*** EXERCISE DATA ***

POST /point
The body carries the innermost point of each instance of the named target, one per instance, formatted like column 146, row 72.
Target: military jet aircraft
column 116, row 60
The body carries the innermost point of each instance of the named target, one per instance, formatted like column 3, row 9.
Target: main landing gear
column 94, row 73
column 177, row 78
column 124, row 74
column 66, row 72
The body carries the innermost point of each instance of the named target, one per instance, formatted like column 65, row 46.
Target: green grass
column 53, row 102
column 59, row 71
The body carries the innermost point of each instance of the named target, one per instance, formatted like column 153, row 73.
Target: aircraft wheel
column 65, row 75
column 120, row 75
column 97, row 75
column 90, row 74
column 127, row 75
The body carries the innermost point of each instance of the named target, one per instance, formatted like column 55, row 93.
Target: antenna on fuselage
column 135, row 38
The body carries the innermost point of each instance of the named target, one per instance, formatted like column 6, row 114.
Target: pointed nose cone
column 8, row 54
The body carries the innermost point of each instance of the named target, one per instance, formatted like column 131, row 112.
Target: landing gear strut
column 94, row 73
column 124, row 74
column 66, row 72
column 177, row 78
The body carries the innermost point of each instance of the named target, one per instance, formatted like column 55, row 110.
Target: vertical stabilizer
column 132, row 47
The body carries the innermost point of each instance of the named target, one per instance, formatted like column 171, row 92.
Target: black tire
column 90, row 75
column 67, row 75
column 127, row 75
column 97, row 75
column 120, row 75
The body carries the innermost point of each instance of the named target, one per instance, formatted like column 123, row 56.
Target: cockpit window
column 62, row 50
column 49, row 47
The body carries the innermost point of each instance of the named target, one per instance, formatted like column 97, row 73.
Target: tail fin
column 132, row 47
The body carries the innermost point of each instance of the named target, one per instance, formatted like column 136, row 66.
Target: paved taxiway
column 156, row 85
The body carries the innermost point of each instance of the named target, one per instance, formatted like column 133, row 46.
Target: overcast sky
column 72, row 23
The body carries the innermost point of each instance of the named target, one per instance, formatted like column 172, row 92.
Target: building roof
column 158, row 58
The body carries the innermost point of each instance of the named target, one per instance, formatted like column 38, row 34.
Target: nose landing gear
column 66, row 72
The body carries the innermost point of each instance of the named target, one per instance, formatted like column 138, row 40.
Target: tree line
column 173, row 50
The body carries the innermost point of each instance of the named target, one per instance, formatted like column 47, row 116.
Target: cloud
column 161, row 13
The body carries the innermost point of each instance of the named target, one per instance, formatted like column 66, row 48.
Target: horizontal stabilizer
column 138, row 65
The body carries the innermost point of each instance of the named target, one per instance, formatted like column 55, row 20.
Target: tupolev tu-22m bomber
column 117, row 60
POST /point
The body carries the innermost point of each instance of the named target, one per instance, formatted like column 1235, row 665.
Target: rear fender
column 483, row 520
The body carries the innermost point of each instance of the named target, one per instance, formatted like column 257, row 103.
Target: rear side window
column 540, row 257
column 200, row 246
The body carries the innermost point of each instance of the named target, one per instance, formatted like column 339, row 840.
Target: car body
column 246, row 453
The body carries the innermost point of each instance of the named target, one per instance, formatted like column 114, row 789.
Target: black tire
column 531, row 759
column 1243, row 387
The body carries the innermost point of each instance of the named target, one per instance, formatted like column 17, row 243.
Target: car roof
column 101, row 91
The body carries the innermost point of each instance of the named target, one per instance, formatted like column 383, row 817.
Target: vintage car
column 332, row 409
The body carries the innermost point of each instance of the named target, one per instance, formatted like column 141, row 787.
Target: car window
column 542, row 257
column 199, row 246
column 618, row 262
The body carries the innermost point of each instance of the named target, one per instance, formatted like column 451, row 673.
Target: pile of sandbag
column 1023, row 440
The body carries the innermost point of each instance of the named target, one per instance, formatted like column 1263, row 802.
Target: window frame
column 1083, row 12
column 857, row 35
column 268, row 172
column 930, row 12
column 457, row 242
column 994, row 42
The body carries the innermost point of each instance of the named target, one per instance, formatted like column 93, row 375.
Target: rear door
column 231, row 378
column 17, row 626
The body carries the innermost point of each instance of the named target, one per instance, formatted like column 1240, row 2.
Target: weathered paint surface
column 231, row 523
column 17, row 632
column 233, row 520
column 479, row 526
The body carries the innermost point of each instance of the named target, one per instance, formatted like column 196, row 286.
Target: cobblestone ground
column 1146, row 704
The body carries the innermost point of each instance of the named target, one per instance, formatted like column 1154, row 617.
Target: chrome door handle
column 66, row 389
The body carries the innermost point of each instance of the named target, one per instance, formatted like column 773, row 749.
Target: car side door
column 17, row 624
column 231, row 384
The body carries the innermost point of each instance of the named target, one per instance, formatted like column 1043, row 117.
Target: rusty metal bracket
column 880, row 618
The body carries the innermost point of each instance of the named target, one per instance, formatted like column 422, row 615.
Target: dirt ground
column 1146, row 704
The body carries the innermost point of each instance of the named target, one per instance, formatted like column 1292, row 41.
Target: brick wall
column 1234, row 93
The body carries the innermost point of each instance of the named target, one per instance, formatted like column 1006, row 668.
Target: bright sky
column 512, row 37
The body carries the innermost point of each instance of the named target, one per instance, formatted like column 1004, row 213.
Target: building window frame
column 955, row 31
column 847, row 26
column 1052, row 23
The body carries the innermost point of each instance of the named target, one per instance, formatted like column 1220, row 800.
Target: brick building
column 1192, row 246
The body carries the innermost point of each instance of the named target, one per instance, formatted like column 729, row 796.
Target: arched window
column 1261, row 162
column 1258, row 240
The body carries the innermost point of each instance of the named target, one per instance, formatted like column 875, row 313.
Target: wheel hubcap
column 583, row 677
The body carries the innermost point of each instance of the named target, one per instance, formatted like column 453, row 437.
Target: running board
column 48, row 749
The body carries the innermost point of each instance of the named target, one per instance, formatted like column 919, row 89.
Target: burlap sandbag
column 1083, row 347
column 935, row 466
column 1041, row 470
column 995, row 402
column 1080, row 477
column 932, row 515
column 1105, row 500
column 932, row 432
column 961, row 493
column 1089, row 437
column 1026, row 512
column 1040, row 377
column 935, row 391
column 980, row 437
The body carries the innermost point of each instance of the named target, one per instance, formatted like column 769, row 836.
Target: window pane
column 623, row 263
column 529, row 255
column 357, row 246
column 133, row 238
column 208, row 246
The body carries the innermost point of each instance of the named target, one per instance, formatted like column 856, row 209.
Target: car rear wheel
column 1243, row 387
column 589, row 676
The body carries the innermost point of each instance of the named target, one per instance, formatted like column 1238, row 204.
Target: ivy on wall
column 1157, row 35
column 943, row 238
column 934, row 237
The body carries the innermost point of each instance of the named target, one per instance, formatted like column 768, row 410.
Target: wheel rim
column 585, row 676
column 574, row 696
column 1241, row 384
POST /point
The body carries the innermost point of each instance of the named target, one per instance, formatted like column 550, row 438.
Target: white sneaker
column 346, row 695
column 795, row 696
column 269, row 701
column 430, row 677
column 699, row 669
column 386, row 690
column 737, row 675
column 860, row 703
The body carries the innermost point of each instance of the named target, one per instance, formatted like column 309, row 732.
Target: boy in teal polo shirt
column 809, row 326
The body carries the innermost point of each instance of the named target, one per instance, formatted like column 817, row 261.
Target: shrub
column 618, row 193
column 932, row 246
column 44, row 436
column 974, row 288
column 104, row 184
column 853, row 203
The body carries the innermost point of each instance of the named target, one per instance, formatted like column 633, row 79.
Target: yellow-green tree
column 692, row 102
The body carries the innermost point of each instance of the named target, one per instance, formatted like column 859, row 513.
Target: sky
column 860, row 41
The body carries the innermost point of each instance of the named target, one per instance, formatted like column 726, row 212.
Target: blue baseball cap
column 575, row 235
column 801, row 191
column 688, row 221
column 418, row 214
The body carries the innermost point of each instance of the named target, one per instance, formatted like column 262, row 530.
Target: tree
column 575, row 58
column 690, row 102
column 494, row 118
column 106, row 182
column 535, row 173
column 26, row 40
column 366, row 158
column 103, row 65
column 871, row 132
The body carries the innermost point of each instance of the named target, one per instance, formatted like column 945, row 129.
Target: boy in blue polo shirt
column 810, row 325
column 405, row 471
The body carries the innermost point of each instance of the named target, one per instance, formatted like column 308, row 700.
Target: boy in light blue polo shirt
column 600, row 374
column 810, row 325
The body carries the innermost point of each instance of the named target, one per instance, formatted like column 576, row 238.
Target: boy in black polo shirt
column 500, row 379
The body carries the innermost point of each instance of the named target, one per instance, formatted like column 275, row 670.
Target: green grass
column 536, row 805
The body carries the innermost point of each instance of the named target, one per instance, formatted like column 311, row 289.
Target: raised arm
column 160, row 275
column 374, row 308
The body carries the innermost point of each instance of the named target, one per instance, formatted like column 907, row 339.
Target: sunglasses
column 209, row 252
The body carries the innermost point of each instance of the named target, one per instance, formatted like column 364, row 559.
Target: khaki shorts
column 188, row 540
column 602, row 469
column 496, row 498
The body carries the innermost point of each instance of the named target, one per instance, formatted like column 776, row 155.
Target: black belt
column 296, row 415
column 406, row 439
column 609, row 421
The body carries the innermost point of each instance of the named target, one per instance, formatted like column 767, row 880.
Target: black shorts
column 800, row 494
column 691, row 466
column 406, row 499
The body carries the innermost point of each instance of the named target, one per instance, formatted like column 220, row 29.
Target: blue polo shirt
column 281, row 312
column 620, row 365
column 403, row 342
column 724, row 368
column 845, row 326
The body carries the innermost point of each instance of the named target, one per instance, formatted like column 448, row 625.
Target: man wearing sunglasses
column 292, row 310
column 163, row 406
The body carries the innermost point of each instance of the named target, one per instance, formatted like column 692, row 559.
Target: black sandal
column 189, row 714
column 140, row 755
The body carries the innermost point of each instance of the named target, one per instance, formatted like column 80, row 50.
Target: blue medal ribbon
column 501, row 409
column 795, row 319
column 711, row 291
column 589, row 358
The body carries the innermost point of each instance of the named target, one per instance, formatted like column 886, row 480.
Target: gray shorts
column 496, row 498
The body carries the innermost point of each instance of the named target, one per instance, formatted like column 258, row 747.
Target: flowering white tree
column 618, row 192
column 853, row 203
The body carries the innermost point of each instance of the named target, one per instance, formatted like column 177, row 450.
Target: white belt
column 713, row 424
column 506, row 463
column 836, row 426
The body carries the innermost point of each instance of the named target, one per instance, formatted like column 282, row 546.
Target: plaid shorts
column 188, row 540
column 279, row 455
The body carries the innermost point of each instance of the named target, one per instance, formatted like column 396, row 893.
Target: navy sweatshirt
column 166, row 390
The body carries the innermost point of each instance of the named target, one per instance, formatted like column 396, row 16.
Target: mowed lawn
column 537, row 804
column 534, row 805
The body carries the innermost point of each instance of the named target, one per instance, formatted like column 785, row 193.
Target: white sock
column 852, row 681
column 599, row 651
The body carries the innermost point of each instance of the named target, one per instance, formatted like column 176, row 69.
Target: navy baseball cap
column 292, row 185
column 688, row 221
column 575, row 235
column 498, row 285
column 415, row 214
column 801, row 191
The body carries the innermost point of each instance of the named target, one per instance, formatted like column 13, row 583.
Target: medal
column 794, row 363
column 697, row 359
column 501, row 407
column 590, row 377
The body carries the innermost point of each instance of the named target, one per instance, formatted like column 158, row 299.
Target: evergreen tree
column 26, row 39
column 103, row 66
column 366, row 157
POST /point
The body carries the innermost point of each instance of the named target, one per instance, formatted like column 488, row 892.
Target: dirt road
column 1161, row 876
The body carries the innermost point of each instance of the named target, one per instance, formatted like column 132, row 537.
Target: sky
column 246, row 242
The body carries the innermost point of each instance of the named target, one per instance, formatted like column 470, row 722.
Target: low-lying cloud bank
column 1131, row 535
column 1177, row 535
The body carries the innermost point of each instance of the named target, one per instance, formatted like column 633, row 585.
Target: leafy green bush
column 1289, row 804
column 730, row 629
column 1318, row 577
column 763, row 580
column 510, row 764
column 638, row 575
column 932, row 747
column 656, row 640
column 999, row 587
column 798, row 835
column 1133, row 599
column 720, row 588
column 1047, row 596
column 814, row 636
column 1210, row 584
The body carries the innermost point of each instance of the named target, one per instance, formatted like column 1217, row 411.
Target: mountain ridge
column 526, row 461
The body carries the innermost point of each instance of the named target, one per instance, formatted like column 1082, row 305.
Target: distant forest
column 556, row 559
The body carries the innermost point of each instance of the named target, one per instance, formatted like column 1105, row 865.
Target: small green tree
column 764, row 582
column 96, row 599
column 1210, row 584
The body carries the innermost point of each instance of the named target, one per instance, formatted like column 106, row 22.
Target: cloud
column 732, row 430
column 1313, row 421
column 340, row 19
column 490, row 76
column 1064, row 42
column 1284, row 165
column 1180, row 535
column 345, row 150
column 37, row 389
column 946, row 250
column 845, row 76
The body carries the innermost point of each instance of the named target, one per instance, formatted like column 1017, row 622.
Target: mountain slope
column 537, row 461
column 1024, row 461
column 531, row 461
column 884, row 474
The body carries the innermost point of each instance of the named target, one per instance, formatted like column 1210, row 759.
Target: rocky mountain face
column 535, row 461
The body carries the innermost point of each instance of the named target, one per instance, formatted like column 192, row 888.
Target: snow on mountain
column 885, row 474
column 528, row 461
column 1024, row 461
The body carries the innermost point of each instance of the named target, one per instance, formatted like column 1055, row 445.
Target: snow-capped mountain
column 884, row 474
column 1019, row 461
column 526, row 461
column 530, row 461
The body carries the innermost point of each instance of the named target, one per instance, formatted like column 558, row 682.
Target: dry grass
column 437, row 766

***

- _THE EXERCISE_: Could you convert the entries into a numbered list, beginning at the line that contains "945, row 129." and stopping after the line that contains "column 500, row 379", with blank lines left out?

- _TASK ANSWER_:
1. The body carries the innermost point of each instance of the named target, one per instance, formatted like column 945, row 129.
2. Target: boy in blue polo shirt
3. column 810, row 325
4. column 405, row 471
5. The body carries the innermost point of each instance of the named target, one per instance, formatted like column 308, row 700.
6. Target: boy in light blue polo shirt
7. column 600, row 374
8. column 810, row 325
9. The body carries the innermost point of each instance of the named target, one per instance, formatted like column 576, row 238.
10. Target: boy in black polo shirt
11. column 500, row 379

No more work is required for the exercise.